[Records of labeled points]
Start
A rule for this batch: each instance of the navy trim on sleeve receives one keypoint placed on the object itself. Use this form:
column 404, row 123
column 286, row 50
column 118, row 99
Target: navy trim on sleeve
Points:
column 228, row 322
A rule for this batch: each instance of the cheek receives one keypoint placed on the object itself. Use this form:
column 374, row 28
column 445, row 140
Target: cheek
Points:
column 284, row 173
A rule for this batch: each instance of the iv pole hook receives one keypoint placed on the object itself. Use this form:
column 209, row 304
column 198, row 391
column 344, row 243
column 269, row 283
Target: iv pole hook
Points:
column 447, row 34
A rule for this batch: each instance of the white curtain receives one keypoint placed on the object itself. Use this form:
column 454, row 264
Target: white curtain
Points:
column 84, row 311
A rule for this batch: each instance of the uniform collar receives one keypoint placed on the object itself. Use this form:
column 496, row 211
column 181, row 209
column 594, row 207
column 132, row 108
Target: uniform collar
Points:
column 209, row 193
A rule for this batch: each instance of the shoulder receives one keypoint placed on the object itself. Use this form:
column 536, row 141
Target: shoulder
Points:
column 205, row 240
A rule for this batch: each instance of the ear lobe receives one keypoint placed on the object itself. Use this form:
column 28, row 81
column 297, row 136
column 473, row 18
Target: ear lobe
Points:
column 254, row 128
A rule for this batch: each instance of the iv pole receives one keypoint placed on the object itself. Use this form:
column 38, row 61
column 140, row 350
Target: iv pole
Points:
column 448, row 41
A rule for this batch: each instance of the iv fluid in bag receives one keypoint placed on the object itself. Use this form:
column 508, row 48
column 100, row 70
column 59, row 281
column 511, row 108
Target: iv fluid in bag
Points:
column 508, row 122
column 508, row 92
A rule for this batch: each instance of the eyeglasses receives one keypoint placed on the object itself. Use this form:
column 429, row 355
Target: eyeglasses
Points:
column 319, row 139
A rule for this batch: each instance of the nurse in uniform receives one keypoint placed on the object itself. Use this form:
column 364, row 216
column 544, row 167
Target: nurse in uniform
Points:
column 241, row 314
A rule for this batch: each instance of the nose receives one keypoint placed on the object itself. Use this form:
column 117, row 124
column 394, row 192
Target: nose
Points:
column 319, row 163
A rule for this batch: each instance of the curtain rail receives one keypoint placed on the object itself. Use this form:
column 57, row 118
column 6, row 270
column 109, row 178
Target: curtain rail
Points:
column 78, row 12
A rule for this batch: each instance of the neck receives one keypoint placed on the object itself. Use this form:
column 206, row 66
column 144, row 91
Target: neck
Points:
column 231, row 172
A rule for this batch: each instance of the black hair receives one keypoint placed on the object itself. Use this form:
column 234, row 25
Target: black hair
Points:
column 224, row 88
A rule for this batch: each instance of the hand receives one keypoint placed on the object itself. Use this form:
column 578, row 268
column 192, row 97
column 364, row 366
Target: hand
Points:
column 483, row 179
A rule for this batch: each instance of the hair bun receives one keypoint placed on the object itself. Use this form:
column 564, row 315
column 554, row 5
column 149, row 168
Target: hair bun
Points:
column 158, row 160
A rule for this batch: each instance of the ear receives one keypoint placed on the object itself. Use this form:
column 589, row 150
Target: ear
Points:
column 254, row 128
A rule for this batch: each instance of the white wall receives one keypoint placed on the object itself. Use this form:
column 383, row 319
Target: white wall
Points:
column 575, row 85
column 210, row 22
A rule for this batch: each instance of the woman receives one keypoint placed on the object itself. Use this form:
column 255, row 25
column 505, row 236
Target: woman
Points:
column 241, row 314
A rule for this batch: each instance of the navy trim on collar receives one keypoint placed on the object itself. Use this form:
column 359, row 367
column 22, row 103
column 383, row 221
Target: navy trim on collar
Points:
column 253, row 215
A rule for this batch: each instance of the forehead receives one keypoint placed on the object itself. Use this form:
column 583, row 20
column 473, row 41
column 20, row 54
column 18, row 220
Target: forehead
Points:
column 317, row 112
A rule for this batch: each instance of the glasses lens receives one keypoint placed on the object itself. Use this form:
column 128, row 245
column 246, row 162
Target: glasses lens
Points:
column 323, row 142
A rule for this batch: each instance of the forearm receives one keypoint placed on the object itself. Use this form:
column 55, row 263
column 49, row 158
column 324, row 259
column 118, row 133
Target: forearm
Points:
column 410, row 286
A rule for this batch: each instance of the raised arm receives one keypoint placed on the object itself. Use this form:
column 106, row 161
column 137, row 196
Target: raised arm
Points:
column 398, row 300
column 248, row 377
End
Task statement:
Please transcribe every row above line for line, leaving each word, number and mark as it stands.

Full output:
A rule for this batch: each instance of the navy trim on sleeve receives one keypoint placed on the object itself. Use this form:
column 404, row 123
column 286, row 50
column 118, row 99
Target: navy trim on sleeve
Points:
column 228, row 322
A rule for this batch: each instance of the cheek receives one keypoint placed on the object itself. Use this form:
column 374, row 28
column 445, row 140
Target: cheek
Points:
column 284, row 173
A rule for this batch: each instance of the iv pole hook receives one keypoint placed on the object itself. Use this form:
column 209, row 304
column 198, row 391
column 344, row 243
column 269, row 283
Target: iv pole hook
Points:
column 447, row 34
A rule for this batch: each instance of the white curtain receives one keypoint placed on the object itself. Use this form:
column 454, row 264
Target: white curtain
Points:
column 84, row 311
A rule for this batch: each instance of the uniform collar receives one keypoint placed on the object itself. Use this form:
column 496, row 211
column 181, row 209
column 594, row 207
column 132, row 108
Target: uniform collar
Points:
column 209, row 193
A rule for this batch: each instance of the shoulder receives one keypoint placed on the object itself. Use this form:
column 536, row 141
Target: shoulder
Points:
column 205, row 240
A rule for this batch: each instance of the ear lobe receives one keypoint placed on the object itself. Use this form:
column 28, row 81
column 297, row 136
column 473, row 18
Target: ear lobe
Points:
column 254, row 128
A rule for this batch: each instance of the iv pole receives one keypoint placed on the object itself. Use this form:
column 38, row 61
column 140, row 350
Target: iv pole
Points:
column 448, row 41
A rule for this batch: each instance of the iv fluid in bag receives one keypoint placed on the object itself. Use this form:
column 508, row 48
column 100, row 70
column 59, row 281
column 511, row 108
Target: iv fluid in bag
Points:
column 508, row 122
column 508, row 92
A rule for this batch: each instance of the eyeglasses receives one keypoint placed on the object itself. Use this form:
column 429, row 355
Target: eyeglasses
Points:
column 319, row 139
A rule for this batch: each instance of the nurse in uniform receives one keypoint placed on the object itself. Use this form:
column 364, row 216
column 544, row 167
Target: nurse in uniform
Points:
column 241, row 314
A rule for this batch: each instance of the nose receives one keypoint placed on the object itself. Use this form:
column 117, row 124
column 394, row 192
Target: nose
Points:
column 319, row 163
A rule for this batch: each instance of the curtain rail receives one keypoint placed on the object itself. Use this form:
column 57, row 118
column 6, row 270
column 109, row 178
Target: curtain rail
Points:
column 78, row 12
A rule for this batch: each instance of the neck receives one keypoint placed on the object itself. Use this form:
column 206, row 66
column 144, row 91
Target: neck
Points:
column 231, row 172
A rule for this batch: each instance of the black hair receives one keypoint placed on the object itself. Use this form:
column 234, row 25
Target: black hair
Points:
column 224, row 88
A rule for this batch: each instance of the hand receives one keypoint placed on the object itself. Use this form:
column 578, row 268
column 192, row 97
column 364, row 366
Target: hand
Points:
column 483, row 179
A rule for this batch: each instance of the hair bun receives one keypoint placed on the object itself. Use this form:
column 564, row 315
column 554, row 5
column 149, row 168
Target: hair bun
Points:
column 158, row 160
A rule for this batch: each instance of the ear receives one keypoint placed on the object itself. Use this form:
column 589, row 150
Target: ear
Points:
column 254, row 128
A rule for this batch: each instance of the white wall receives one keypoint placed on the object itself. Use this form:
column 383, row 319
Target: white wall
Points:
column 575, row 85
column 210, row 22
A rule for this batch: each instance of the woman receives one keypoint placed on the object itself. Use this form:
column 255, row 25
column 505, row 236
Target: woman
Points:
column 241, row 314
A rule for this batch: each instance of the navy trim on collar receives one keypoint placed on the object itself. Use this form:
column 359, row 367
column 22, row 103
column 383, row 221
Target: navy trim on collar
Points:
column 253, row 215
A rule for this batch: each instance of the forehead receives one keypoint placed on the object itself. Use this form:
column 583, row 20
column 473, row 41
column 20, row 54
column 18, row 220
Target: forehead
Points:
column 317, row 112
A rule for this batch: each instance of the glasses lens receives one keypoint placed on the object itself. Use this form:
column 128, row 245
column 246, row 162
Target: glasses lens
Points:
column 323, row 142
A rule for this batch: each instance of the forearm receives one keypoint placed on the object itself. Use this form:
column 55, row 263
column 49, row 158
column 324, row 259
column 118, row 133
Target: forearm
Points:
column 410, row 286
A rule for this batch: each instance of the raised arm receives one keypoint placed on the object itself. Use this form:
column 106, row 161
column 137, row 196
Target: raised arm
Points:
column 398, row 300
column 248, row 377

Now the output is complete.